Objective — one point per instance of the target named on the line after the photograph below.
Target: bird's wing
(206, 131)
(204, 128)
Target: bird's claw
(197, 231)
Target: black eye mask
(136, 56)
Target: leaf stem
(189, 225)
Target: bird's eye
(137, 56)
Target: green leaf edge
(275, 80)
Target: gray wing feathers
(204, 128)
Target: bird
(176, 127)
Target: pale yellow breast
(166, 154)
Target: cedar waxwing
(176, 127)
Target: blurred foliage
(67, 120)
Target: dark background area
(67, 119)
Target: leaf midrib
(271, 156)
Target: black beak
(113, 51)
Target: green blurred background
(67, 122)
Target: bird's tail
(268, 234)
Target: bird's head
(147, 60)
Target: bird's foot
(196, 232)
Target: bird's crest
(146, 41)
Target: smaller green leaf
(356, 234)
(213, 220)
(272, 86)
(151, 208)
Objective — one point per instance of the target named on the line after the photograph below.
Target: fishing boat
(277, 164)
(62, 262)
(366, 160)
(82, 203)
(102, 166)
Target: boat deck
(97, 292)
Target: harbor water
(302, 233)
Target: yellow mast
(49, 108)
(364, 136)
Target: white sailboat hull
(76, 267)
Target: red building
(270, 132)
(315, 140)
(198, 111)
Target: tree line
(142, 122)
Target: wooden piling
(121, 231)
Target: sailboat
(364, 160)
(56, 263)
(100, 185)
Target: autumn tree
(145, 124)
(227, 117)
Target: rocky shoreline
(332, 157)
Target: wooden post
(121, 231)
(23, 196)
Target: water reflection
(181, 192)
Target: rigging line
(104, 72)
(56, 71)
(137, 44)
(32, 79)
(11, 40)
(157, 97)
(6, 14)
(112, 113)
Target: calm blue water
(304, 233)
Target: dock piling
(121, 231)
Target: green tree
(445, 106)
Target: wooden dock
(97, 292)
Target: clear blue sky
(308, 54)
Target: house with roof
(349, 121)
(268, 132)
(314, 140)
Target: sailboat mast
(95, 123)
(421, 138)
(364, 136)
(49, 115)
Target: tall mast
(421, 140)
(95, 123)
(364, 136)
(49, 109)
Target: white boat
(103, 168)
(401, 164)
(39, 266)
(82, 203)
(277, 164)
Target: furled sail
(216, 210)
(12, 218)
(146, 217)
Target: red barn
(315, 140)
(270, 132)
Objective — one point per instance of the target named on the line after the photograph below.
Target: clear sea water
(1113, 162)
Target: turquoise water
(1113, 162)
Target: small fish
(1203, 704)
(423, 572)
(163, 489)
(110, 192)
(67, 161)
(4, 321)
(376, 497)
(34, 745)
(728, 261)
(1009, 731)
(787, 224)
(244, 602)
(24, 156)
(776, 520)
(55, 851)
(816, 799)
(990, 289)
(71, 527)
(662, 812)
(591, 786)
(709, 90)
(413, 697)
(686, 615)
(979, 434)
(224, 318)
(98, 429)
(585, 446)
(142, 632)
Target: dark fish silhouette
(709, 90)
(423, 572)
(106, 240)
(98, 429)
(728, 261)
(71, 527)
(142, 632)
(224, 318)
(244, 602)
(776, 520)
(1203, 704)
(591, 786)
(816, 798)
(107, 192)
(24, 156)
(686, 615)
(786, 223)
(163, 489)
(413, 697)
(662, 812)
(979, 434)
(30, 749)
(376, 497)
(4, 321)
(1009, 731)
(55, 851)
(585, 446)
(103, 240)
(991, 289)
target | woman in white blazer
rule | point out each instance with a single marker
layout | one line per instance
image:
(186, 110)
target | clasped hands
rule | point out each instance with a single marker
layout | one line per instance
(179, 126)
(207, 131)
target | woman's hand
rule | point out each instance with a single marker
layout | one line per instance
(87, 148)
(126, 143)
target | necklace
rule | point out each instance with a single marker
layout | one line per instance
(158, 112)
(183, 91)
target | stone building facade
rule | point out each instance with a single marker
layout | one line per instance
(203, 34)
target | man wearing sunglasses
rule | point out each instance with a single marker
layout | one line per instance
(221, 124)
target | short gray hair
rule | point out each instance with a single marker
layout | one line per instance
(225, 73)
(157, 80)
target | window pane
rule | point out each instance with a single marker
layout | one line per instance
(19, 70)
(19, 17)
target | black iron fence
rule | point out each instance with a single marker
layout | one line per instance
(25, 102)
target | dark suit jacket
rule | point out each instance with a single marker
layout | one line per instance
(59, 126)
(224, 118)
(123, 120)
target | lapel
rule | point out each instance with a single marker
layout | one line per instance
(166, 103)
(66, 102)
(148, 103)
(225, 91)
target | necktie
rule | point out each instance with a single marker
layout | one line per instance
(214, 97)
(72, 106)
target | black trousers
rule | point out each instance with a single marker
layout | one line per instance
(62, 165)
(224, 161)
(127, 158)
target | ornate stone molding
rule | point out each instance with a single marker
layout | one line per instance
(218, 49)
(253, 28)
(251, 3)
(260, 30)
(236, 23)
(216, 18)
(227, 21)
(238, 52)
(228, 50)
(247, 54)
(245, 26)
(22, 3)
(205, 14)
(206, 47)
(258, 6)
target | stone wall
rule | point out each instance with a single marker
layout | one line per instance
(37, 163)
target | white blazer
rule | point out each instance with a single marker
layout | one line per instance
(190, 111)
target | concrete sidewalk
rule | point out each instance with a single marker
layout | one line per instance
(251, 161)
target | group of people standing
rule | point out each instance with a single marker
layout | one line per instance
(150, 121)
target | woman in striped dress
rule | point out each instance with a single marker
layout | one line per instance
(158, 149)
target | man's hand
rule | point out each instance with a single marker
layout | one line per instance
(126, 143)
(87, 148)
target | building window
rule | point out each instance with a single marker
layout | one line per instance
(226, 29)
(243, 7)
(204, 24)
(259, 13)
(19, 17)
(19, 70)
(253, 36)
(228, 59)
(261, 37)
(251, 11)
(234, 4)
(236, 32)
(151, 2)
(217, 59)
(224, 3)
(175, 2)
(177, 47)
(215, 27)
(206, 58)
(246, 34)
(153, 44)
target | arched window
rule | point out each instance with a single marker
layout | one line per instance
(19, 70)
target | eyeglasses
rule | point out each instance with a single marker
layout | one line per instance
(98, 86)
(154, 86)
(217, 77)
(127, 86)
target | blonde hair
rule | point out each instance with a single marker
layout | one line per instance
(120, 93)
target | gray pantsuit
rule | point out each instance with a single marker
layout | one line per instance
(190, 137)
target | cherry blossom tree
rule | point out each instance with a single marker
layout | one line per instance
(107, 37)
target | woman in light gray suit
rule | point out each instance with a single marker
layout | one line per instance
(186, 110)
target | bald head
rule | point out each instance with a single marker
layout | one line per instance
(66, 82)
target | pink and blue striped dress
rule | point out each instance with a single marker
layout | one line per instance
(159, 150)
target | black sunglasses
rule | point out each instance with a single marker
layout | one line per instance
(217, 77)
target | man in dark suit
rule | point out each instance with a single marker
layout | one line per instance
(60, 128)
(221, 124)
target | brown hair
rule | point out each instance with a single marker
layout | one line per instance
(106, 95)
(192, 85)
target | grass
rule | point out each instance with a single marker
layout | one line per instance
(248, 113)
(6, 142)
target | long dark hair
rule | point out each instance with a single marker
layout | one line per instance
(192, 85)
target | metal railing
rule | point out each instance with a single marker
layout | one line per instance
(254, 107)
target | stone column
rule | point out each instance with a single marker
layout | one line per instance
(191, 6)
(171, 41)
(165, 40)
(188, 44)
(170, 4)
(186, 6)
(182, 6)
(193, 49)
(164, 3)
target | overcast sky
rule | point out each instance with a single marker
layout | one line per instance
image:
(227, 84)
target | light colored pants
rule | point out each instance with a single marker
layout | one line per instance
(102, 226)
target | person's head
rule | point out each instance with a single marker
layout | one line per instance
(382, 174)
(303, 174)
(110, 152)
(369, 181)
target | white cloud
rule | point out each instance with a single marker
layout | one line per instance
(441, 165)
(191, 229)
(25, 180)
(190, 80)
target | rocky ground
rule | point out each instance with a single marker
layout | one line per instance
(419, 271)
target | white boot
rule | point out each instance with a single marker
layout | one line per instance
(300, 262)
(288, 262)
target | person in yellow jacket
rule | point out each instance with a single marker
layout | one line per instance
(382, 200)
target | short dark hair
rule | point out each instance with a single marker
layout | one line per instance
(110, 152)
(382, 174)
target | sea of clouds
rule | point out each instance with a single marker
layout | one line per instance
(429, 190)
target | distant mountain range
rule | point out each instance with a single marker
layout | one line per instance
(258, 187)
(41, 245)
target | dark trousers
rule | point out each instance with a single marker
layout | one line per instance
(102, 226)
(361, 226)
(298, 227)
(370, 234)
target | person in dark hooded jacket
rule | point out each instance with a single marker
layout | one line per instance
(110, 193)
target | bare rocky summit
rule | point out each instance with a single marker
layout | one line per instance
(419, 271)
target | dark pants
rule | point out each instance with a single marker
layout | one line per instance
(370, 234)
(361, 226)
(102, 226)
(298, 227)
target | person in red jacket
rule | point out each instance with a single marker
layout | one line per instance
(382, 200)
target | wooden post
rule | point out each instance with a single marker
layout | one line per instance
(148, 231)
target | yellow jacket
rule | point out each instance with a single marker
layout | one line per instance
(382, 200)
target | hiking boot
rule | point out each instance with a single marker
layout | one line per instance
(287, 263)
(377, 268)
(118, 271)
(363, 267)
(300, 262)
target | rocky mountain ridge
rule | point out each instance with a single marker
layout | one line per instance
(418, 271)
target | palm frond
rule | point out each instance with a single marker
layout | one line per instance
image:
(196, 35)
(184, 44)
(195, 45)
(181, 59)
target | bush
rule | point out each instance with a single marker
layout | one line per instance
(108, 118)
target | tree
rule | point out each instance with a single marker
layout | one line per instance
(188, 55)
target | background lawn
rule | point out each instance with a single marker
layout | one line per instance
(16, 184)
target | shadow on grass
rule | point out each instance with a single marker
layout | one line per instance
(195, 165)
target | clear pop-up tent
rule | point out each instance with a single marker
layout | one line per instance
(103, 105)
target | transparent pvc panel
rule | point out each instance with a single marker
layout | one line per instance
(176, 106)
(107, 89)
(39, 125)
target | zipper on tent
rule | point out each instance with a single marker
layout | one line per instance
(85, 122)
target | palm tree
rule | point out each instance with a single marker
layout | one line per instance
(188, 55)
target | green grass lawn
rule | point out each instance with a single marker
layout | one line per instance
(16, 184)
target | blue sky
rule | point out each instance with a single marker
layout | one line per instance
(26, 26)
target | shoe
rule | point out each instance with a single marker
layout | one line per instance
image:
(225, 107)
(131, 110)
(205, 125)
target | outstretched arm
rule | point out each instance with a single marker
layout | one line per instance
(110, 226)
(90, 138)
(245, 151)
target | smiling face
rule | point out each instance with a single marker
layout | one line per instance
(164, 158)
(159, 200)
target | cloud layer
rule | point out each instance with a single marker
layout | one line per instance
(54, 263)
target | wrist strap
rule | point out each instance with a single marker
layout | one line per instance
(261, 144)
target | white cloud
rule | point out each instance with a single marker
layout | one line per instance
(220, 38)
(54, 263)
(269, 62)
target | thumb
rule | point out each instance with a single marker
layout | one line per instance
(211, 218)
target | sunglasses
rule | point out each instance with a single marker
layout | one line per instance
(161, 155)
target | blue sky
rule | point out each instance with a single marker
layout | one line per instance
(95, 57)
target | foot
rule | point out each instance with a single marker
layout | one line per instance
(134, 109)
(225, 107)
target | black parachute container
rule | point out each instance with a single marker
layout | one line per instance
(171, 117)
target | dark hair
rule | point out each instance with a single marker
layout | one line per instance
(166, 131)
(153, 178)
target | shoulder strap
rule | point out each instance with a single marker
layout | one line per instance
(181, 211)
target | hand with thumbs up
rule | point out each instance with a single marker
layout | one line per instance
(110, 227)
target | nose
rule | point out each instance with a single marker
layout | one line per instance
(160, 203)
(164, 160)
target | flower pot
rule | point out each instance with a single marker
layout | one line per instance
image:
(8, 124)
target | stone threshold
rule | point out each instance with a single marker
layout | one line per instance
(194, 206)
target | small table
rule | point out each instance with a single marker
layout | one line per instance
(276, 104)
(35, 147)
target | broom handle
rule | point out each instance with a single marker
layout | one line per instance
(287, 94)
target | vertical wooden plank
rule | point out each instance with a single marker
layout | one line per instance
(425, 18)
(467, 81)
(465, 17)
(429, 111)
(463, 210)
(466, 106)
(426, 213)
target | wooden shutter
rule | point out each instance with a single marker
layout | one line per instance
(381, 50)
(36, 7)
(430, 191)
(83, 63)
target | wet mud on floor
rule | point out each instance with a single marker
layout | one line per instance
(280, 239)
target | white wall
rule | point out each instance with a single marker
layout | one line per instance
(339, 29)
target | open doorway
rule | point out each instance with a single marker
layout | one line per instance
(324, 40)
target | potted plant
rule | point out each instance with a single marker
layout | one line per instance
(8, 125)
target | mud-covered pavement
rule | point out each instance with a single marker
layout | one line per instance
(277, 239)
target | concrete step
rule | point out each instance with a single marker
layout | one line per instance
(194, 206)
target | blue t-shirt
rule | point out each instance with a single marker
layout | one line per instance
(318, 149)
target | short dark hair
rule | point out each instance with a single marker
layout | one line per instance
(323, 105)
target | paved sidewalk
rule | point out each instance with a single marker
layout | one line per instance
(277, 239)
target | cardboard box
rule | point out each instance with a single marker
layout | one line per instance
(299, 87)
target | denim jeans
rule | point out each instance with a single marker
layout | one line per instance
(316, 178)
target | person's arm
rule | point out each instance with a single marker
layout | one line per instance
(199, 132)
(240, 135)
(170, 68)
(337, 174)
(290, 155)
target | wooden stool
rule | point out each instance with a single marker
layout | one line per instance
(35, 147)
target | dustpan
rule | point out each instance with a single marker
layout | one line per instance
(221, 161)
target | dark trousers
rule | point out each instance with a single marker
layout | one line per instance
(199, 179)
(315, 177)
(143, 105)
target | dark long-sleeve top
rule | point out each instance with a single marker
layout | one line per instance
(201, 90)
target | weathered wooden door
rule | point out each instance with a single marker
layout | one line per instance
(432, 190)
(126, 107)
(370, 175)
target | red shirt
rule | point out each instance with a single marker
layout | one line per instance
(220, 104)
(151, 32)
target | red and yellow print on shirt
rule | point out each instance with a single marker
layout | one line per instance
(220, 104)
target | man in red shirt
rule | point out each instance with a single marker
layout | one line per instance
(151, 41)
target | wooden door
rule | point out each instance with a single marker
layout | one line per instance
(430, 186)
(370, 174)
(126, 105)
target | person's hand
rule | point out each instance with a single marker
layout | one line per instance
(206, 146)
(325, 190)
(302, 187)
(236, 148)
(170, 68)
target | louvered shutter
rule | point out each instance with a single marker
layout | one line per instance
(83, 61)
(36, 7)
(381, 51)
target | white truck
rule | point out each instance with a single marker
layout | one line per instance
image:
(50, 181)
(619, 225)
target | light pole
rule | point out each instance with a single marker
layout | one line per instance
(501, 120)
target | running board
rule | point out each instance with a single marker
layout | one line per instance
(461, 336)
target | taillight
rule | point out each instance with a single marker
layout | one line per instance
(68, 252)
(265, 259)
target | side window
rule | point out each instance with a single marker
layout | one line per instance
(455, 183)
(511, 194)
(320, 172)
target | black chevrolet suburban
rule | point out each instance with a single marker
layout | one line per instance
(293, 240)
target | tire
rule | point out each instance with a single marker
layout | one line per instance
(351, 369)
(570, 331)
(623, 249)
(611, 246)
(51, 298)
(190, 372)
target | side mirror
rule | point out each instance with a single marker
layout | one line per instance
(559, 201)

• [Description of the task]: Word for word, quote the lines from the line containing "target | louvered shutter" through the end of the material, both included, and nothing else.

• [Exercise solution]:
target | louvered shutter
rule | point out each instance with a single marker
layout | one line per instance
(83, 61)
(36, 7)
(381, 51)
target | white truck
rule | point out each instance with a single marker
layout | one line per instance
image:
(50, 181)
(619, 225)
target | light pole
rule | point out each instance with a single marker
layout | one line per instance
(501, 120)
target | running board
rule | point out each instance with a single marker
layout | one line per instance
(461, 336)
target | taillight
rule | point out each instance with a single marker
layout | one line per instance
(68, 252)
(265, 259)
target | side window
rule | point out each instance with a single marker
layout | one line per instance
(455, 183)
(511, 194)
(320, 172)
target | black chevrolet suburban
rule | point out each instance with a single marker
layout | one line per instance
(293, 240)
target | tire
rule | point out each instance with a single marker
layout | one line per instance
(351, 369)
(570, 331)
(623, 249)
(611, 246)
(51, 298)
(190, 372)
target | side mirror
rule | point out each instance with a single marker
layout | one line per instance
(559, 201)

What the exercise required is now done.